Data entries
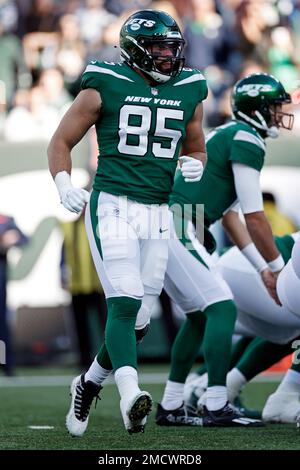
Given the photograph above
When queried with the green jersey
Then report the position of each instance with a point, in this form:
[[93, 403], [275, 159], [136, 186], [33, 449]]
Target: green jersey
[[234, 142], [285, 246], [141, 128]]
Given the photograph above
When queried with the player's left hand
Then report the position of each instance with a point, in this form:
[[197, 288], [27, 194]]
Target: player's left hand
[[270, 279], [191, 169]]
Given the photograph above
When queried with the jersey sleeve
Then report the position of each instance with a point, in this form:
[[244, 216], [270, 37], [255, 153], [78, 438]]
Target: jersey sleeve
[[247, 149], [90, 79], [203, 89]]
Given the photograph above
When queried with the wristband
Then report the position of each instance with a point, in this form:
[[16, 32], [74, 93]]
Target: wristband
[[277, 264], [252, 254]]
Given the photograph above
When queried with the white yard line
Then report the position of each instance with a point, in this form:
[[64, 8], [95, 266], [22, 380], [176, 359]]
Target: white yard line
[[64, 380]]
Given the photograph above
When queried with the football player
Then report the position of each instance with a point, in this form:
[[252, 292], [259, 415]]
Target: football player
[[235, 158], [145, 109], [275, 328]]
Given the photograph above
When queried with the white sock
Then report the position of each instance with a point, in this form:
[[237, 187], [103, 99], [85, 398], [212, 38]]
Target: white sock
[[203, 380], [216, 397], [235, 381], [173, 395], [96, 373], [290, 382], [127, 381]]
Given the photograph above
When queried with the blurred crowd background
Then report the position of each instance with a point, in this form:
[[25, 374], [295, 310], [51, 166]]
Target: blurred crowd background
[[46, 44], [54, 306]]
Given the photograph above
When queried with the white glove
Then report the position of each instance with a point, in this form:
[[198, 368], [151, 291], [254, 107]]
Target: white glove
[[191, 169], [73, 199]]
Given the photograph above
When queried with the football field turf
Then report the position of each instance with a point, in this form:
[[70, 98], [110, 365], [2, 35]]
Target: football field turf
[[25, 406]]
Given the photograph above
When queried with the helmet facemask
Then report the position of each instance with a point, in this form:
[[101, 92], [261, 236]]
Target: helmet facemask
[[269, 117], [159, 58], [258, 100]]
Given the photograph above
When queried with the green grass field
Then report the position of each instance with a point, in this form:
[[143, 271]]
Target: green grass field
[[21, 407]]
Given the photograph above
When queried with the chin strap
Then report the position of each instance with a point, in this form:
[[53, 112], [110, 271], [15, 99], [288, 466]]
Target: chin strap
[[272, 132]]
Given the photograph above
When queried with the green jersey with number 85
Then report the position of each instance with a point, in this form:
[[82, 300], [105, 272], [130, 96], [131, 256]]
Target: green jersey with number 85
[[141, 128]]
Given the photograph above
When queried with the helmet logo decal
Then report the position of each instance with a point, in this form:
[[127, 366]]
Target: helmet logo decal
[[136, 23], [253, 89]]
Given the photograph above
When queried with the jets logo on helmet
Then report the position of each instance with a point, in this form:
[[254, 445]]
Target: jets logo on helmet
[[258, 99], [151, 41], [136, 23]]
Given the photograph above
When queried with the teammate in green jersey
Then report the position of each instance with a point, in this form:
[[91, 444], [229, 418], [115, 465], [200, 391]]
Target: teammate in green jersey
[[275, 329], [235, 157], [146, 109]]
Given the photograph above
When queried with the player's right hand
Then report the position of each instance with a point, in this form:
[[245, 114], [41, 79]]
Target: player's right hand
[[74, 199]]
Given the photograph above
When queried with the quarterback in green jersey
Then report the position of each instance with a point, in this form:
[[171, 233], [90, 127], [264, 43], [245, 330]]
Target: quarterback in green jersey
[[276, 330], [235, 157], [146, 110]]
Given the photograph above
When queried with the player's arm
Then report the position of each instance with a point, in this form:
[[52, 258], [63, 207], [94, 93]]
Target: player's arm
[[194, 157], [240, 236], [248, 190], [82, 114]]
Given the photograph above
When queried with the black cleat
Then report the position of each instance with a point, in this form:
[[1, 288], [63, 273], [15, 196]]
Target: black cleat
[[182, 416], [228, 417], [82, 394], [244, 410]]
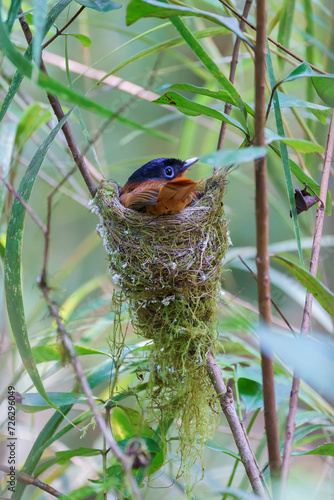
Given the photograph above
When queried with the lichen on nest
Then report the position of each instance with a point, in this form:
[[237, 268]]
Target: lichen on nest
[[169, 268]]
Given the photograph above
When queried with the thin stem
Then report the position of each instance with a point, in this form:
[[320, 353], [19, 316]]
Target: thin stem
[[124, 460], [262, 243], [28, 208], [315, 253], [253, 275], [58, 111], [227, 404], [234, 63], [59, 32], [24, 478], [279, 45]]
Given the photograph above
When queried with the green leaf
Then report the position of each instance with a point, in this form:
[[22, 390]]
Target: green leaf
[[64, 456], [325, 89], [12, 14], [100, 5], [285, 156], [54, 87], [18, 77], [318, 289], [7, 141], [137, 9], [33, 402], [325, 449], [13, 285], [128, 423], [303, 177], [192, 108], [213, 446], [83, 39], [39, 16], [210, 65], [33, 117], [286, 21], [222, 95], [300, 145], [227, 157], [56, 352]]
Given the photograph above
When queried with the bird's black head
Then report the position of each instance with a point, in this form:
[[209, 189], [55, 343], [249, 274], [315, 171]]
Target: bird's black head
[[161, 169]]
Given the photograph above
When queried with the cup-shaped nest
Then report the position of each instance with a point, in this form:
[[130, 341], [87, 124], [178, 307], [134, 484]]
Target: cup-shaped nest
[[169, 268]]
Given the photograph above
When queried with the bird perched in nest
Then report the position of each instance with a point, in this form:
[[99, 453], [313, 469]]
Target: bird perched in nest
[[158, 187]]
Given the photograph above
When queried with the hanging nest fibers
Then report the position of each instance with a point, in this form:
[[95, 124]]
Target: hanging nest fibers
[[169, 269]]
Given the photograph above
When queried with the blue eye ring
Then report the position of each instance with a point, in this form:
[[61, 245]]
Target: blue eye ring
[[169, 172]]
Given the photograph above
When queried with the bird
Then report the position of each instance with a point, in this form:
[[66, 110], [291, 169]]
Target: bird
[[159, 187]]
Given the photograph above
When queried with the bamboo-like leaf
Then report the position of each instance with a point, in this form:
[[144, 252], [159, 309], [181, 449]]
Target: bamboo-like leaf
[[18, 77], [194, 109], [83, 39], [228, 157], [7, 141], [12, 14], [39, 16], [324, 296], [100, 5], [303, 177], [13, 285], [284, 156], [221, 95], [300, 145], [324, 449], [137, 9], [210, 65], [61, 91]]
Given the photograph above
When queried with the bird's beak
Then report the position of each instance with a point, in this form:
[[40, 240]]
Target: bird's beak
[[188, 163]]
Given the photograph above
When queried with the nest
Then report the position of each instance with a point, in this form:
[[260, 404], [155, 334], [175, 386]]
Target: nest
[[169, 269]]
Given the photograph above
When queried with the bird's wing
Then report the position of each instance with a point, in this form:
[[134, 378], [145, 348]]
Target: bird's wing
[[178, 189], [141, 196]]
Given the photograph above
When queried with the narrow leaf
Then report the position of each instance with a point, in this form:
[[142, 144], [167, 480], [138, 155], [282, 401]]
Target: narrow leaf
[[318, 289], [228, 157], [83, 39], [13, 285], [137, 9], [284, 156], [100, 5], [194, 109]]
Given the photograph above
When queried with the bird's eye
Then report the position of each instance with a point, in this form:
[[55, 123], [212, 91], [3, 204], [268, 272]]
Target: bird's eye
[[169, 172]]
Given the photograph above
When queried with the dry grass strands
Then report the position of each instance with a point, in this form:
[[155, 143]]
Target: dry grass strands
[[169, 268]]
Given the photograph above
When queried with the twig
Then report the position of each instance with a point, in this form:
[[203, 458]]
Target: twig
[[290, 423], [58, 111], [24, 478], [59, 32], [124, 460], [253, 275], [228, 407], [279, 45], [234, 63], [262, 242], [25, 204]]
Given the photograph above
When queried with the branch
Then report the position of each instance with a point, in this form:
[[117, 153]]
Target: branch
[[125, 461], [290, 423], [24, 478], [59, 32], [234, 63], [227, 405], [279, 45], [262, 242], [58, 111], [25, 204]]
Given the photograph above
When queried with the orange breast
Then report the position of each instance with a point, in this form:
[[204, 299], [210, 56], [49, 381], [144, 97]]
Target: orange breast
[[159, 197]]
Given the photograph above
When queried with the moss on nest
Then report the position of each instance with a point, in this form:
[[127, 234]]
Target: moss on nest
[[169, 268]]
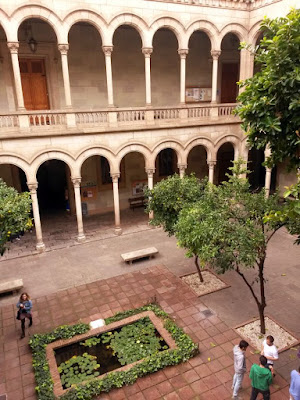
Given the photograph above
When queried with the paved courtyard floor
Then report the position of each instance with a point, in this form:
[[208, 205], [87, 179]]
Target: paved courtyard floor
[[90, 281]]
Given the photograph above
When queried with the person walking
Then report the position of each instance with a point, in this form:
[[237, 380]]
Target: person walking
[[239, 367], [261, 379], [269, 350], [24, 306], [295, 385]]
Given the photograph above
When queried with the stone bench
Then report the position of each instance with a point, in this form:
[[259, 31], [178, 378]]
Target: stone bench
[[11, 286], [137, 254]]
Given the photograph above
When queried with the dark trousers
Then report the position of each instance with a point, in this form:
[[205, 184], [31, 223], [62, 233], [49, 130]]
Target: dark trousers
[[255, 392]]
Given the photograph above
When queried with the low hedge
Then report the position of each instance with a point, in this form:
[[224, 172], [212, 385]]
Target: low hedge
[[115, 379]]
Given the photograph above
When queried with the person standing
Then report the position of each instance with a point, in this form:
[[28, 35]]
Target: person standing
[[24, 306], [239, 367], [269, 350], [261, 379], [295, 385]]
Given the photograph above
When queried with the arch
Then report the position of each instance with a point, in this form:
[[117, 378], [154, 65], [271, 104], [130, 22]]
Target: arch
[[237, 29], [206, 27], [94, 151], [39, 12], [86, 16], [134, 147], [254, 32], [206, 143], [175, 26], [235, 141], [128, 19], [18, 162], [4, 23], [168, 144], [51, 155]]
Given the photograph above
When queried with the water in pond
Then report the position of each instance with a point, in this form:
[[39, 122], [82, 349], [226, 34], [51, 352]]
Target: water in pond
[[141, 331]]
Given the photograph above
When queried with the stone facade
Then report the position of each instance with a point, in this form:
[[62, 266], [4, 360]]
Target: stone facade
[[115, 79]]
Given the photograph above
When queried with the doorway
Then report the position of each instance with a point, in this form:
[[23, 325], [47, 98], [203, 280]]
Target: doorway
[[34, 84], [229, 87]]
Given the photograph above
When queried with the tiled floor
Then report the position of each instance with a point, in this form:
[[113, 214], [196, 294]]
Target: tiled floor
[[207, 376]]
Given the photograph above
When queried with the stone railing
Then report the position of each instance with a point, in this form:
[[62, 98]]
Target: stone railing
[[235, 4], [58, 120]]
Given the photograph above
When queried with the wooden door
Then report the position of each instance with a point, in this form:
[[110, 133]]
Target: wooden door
[[229, 88], [34, 84]]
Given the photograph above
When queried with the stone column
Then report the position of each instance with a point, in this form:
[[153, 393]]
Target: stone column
[[14, 48], [107, 50], [268, 181], [211, 168], [214, 83], [150, 173], [182, 53], [147, 51], [76, 183], [182, 168], [63, 48], [36, 217], [115, 179]]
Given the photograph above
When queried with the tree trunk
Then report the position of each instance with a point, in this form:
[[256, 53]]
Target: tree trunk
[[261, 310], [198, 269]]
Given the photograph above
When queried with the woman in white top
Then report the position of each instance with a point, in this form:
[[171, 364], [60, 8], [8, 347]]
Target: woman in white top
[[269, 350]]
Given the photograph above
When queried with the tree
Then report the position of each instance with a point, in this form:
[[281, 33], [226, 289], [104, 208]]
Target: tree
[[270, 103], [169, 197], [14, 213], [226, 229]]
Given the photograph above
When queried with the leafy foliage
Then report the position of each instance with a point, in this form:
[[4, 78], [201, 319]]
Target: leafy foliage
[[134, 341], [14, 213], [226, 228], [270, 104], [78, 369], [168, 198], [185, 350]]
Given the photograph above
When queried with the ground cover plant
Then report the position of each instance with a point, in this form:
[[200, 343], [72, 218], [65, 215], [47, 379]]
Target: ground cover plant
[[150, 362]]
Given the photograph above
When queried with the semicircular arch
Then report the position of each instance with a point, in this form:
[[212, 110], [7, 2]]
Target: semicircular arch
[[206, 27], [175, 26], [89, 17], [43, 13], [128, 19]]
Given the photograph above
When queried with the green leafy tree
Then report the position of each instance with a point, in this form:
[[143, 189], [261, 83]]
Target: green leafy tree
[[169, 197], [14, 213], [270, 103], [227, 230]]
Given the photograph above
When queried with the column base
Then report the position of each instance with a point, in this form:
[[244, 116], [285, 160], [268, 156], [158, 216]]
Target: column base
[[40, 247], [118, 231], [81, 238]]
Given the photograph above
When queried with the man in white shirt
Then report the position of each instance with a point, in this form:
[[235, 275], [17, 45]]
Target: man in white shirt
[[269, 350]]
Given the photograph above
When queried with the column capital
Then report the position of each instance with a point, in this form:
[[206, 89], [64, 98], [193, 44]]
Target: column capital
[[107, 50], [215, 54], [63, 48], [13, 47], [211, 163], [32, 187], [183, 53], [147, 51], [76, 182], [115, 177]]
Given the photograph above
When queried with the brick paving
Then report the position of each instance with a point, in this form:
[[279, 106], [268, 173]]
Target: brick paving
[[207, 376]]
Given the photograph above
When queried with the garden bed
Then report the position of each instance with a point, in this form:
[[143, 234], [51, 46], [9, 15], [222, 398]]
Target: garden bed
[[57, 366], [250, 331], [212, 283]]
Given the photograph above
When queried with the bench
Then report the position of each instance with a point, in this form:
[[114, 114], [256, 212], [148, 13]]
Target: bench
[[11, 286], [136, 255], [135, 202]]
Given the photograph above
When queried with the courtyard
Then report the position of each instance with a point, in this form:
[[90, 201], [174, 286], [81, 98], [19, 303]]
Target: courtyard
[[78, 283]]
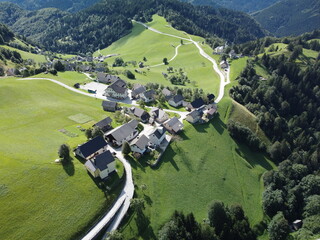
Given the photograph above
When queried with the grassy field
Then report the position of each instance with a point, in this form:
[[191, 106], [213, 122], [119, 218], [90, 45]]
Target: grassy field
[[204, 165], [27, 55], [69, 78], [38, 198], [142, 43]]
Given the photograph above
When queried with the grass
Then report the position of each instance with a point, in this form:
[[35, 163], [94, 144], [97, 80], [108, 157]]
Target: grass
[[133, 48], [27, 55], [40, 199], [206, 164]]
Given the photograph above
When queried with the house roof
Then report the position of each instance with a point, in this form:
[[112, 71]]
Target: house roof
[[102, 160], [166, 92], [103, 123], [141, 142], [197, 103], [92, 146], [124, 131], [90, 166], [119, 86], [109, 104], [177, 98], [158, 132]]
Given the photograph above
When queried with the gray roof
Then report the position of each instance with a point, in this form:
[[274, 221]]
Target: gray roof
[[102, 160], [177, 98], [122, 132], [141, 142]]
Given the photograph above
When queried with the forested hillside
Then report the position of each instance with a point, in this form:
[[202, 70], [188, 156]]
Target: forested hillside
[[239, 5], [290, 17], [287, 106], [100, 25], [67, 5]]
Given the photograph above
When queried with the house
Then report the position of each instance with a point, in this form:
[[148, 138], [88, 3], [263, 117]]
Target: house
[[101, 165], [141, 114], [137, 90], [196, 104], [210, 111], [157, 136], [118, 90], [104, 124], [167, 93], [93, 147], [176, 101], [124, 133], [109, 106], [139, 144], [223, 64], [219, 50], [158, 115], [173, 125], [147, 96], [194, 116]]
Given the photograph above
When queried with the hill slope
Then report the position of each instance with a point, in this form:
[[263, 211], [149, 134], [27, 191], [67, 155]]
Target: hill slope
[[67, 5], [239, 5], [290, 17], [107, 21]]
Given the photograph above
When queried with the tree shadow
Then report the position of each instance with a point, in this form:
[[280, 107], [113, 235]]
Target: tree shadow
[[68, 166], [253, 158], [218, 124]]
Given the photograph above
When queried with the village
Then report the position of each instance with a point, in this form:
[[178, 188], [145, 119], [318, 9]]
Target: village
[[148, 129]]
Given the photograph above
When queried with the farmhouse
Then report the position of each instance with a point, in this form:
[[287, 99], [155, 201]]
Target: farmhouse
[[176, 101], [118, 90], [109, 106], [93, 147], [140, 144], [124, 133], [101, 165], [173, 125], [196, 104], [137, 90], [157, 136], [141, 114], [194, 116], [104, 124], [158, 115]]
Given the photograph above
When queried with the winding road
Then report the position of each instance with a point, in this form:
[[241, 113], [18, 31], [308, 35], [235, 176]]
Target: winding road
[[122, 204]]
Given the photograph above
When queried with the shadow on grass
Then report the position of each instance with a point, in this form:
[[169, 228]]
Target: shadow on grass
[[68, 166], [253, 158]]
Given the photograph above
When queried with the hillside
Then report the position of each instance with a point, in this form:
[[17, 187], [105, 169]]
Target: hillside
[[290, 17], [66, 5], [107, 21], [239, 5]]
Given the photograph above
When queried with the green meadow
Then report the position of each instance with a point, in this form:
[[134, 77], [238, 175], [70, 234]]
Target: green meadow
[[40, 199], [142, 42]]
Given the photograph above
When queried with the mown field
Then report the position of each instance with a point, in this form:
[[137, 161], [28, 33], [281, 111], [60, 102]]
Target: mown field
[[155, 47], [205, 164], [38, 198]]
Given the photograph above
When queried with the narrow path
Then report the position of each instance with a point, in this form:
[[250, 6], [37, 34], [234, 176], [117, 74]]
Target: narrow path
[[223, 80]]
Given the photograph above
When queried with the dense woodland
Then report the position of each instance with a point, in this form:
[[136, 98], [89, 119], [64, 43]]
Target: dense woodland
[[290, 17], [287, 106], [105, 22]]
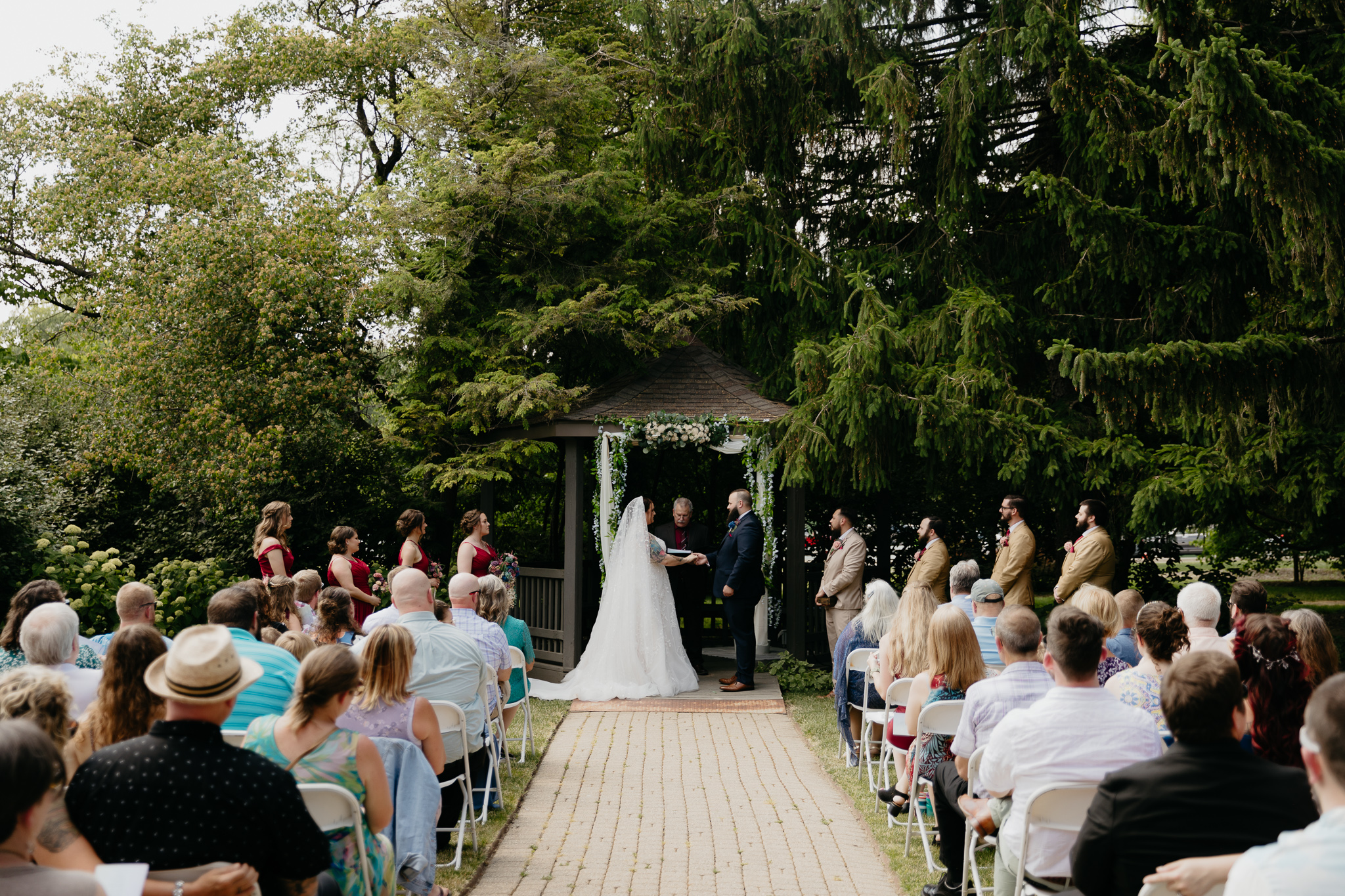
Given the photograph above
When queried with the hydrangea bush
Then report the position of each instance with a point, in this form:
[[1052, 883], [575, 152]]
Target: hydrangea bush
[[92, 580]]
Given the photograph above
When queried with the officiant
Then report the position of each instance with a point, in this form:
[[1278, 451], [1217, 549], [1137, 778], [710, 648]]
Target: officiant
[[690, 584]]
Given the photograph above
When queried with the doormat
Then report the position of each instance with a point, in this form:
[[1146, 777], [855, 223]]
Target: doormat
[[658, 704]]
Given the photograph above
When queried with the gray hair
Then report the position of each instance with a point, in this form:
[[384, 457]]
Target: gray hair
[[962, 576], [49, 634], [1199, 602]]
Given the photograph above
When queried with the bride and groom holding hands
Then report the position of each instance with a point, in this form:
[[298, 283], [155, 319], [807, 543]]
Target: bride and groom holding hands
[[635, 649]]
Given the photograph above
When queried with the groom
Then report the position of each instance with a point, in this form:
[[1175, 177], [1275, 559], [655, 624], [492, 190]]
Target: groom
[[738, 581]]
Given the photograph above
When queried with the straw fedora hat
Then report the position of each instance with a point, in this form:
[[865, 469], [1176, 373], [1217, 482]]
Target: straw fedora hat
[[202, 667]]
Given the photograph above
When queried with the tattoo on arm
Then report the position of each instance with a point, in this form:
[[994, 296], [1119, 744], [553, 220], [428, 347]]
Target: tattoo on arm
[[58, 832]]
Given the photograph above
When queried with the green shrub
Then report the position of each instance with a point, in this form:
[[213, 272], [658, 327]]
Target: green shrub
[[92, 580], [798, 675]]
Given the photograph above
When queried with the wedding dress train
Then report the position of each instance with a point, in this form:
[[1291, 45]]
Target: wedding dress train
[[635, 649]]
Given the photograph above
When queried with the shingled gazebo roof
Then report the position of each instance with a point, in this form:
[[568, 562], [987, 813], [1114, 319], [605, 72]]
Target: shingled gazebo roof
[[684, 381]]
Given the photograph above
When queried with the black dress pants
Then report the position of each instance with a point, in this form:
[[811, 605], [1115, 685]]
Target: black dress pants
[[953, 825]]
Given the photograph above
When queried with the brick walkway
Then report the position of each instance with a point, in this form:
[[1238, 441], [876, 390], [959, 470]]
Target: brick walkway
[[649, 802]]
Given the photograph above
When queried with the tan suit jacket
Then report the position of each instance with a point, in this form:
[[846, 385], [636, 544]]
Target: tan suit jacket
[[933, 568], [1013, 566], [1093, 561], [844, 574]]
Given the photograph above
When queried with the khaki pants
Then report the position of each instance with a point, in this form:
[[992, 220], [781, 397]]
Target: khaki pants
[[837, 621]]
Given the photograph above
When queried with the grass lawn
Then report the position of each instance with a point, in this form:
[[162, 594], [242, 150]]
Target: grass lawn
[[818, 720], [546, 716]]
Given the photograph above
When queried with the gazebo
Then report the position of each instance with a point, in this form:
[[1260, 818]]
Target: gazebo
[[685, 381]]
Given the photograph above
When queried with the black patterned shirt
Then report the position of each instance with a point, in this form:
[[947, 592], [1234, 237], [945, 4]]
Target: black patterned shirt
[[182, 797]]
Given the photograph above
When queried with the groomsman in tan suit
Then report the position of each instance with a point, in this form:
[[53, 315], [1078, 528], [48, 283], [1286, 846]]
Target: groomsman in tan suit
[[843, 578], [931, 559], [1016, 554], [1090, 558]]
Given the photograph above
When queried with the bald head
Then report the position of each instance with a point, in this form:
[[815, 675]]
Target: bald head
[[412, 593]]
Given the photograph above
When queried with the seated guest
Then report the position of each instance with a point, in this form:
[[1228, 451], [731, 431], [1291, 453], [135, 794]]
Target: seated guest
[[135, 606], [182, 796], [309, 743], [1199, 603], [50, 637], [1315, 645], [1192, 801], [1124, 645], [1278, 685], [1310, 860], [1246, 597], [23, 602], [307, 585], [1161, 634], [125, 708], [860, 633], [335, 618], [954, 666], [463, 593], [384, 707], [296, 644], [988, 602], [449, 666], [32, 778], [495, 602], [1021, 684], [236, 609], [1075, 733], [961, 578], [1099, 603]]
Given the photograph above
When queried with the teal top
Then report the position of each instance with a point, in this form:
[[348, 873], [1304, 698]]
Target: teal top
[[518, 636], [271, 694]]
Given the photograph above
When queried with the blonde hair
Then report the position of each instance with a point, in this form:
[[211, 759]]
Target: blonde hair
[[298, 644], [954, 651], [493, 599], [911, 628], [386, 667], [269, 526], [1099, 603], [41, 696]]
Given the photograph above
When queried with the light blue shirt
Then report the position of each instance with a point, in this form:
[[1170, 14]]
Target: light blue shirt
[[985, 629], [449, 666], [1301, 861], [271, 694]]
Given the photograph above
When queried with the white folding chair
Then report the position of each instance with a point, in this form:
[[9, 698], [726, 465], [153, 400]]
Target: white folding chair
[[970, 847], [898, 695], [332, 807], [452, 725], [935, 719], [1162, 889], [525, 740], [1060, 806]]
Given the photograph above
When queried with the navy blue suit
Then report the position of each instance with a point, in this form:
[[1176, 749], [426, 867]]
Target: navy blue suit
[[738, 565]]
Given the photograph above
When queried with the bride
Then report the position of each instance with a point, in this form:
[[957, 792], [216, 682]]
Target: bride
[[635, 649]]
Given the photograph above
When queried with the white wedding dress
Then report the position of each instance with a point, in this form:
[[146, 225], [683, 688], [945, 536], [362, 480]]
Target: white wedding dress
[[635, 649]]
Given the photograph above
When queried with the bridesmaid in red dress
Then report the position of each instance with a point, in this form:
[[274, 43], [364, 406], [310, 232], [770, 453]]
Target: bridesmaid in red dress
[[410, 524], [345, 571], [474, 554], [271, 545]]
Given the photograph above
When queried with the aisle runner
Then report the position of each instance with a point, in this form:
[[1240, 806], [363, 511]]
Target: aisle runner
[[650, 802]]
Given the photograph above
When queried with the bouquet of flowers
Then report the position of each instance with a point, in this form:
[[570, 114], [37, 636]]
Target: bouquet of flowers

▶ EXERCISE: As listed above, the lines from the line with "[[263, 211], [149, 134], [27, 191], [67, 155]]" to the line with "When queried with the narrow path" are to be echoed exactly, with both ends included and nothing added.

▶ SOLUTION TO THE EXERCISE:
[[263, 211], [149, 134], [27, 191], [67, 155]]
Target: hill slope
[[67, 5], [239, 5], [290, 17], [107, 21]]
Given the photograph above
When queried with the tree shadow
Then report the position of each instance with a point, in this form:
[[280, 107], [113, 235]]
Target: tree shadow
[[68, 166], [253, 158], [218, 124]]
Given the photograph above
When queried with the village
Then report the position of each instance with a point, in this form:
[[178, 188], [145, 119], [318, 9]]
Target: village
[[148, 129]]
Given the photograph above
When queried with the farmhouse
Then report the position of each instance with a point, in this form:
[[287, 99], [155, 201]]
Target: farmhouse
[[176, 101], [118, 90], [109, 106], [93, 147], [140, 144], [124, 133], [101, 165], [173, 125], [196, 104], [137, 90], [157, 136], [141, 114], [194, 116], [104, 124], [158, 115]]
Given the photograph above
When queried with the winding road
Then report the position of each instance with a point, in this form:
[[241, 113], [18, 31], [308, 35], [235, 176]]
Target: winding road
[[122, 204]]
Given the photograph above
When queried with the shadow on grass
Then report the position of each instance with a point, in this form:
[[169, 228]]
Target: shadow on grass
[[68, 166], [253, 158]]
Given the photograph above
When queried with the hillside
Then report the position of each instance with a point, in this form:
[[17, 187], [105, 169]]
Target: hillside
[[290, 17], [66, 5], [107, 21], [239, 5]]
Given the photograph above
When queried with the green meadow
Then report the position of each instance with a point, in this form:
[[134, 77], [238, 175], [70, 234]]
Target: green meadow
[[40, 199], [142, 42]]
Given the photograph above
When queried with the mown field
Then report the position of each instance with a point, in this form:
[[137, 161], [28, 33], [281, 111], [60, 102]]
Target: mown field
[[155, 47], [205, 164], [38, 198]]
Given the photograph above
When queried with the narrow path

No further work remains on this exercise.